Work to be completed> Look through the entries that follow and return each line that has the string "dark".

Exercise input>

★ ★ ★

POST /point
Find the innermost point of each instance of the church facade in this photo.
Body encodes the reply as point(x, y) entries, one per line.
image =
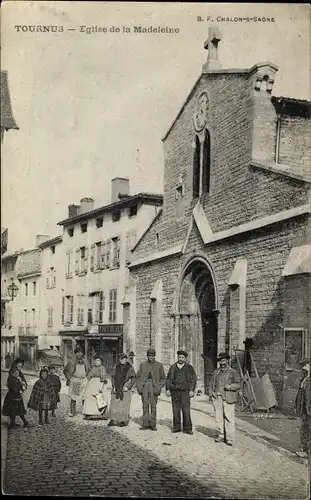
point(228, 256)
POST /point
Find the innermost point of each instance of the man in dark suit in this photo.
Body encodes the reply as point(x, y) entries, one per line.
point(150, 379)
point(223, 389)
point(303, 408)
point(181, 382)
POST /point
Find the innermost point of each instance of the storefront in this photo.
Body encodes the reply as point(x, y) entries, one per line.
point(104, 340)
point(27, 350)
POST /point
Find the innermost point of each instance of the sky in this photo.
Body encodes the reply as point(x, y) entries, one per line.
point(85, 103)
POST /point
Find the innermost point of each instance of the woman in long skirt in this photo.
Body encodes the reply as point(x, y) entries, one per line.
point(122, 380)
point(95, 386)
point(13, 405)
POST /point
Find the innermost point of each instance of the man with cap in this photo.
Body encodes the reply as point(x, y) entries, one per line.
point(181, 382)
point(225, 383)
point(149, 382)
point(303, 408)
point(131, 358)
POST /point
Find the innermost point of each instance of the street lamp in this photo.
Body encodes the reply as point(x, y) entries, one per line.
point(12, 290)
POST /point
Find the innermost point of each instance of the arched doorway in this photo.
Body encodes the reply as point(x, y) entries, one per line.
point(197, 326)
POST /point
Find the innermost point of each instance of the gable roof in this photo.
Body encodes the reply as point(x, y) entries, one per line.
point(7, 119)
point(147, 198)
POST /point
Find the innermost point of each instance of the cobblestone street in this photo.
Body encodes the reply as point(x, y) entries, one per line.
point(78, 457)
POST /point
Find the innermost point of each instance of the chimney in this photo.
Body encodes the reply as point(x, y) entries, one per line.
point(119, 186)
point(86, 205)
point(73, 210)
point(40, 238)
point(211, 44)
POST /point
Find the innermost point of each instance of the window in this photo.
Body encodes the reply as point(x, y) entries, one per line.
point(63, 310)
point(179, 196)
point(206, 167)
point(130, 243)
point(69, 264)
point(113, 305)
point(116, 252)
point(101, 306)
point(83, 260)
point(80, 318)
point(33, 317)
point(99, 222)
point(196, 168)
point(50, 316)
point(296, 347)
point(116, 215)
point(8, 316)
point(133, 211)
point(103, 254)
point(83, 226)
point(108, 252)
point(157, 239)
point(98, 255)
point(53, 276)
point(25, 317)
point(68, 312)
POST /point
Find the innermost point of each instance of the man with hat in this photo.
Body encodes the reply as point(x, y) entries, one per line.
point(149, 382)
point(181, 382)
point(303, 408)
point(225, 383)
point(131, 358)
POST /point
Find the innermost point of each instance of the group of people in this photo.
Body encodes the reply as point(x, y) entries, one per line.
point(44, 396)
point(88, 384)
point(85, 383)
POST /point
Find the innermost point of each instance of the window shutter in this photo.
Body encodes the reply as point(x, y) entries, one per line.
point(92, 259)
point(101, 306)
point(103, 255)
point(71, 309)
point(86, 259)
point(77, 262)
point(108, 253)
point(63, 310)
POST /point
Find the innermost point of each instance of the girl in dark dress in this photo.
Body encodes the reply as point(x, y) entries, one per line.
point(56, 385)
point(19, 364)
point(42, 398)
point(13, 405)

★ ★ ★

Written answer>
Find the innermost point of each instance of the man in dark suit in this photo.
Find the innermost point of each instance of the girl in dark dress in this photo.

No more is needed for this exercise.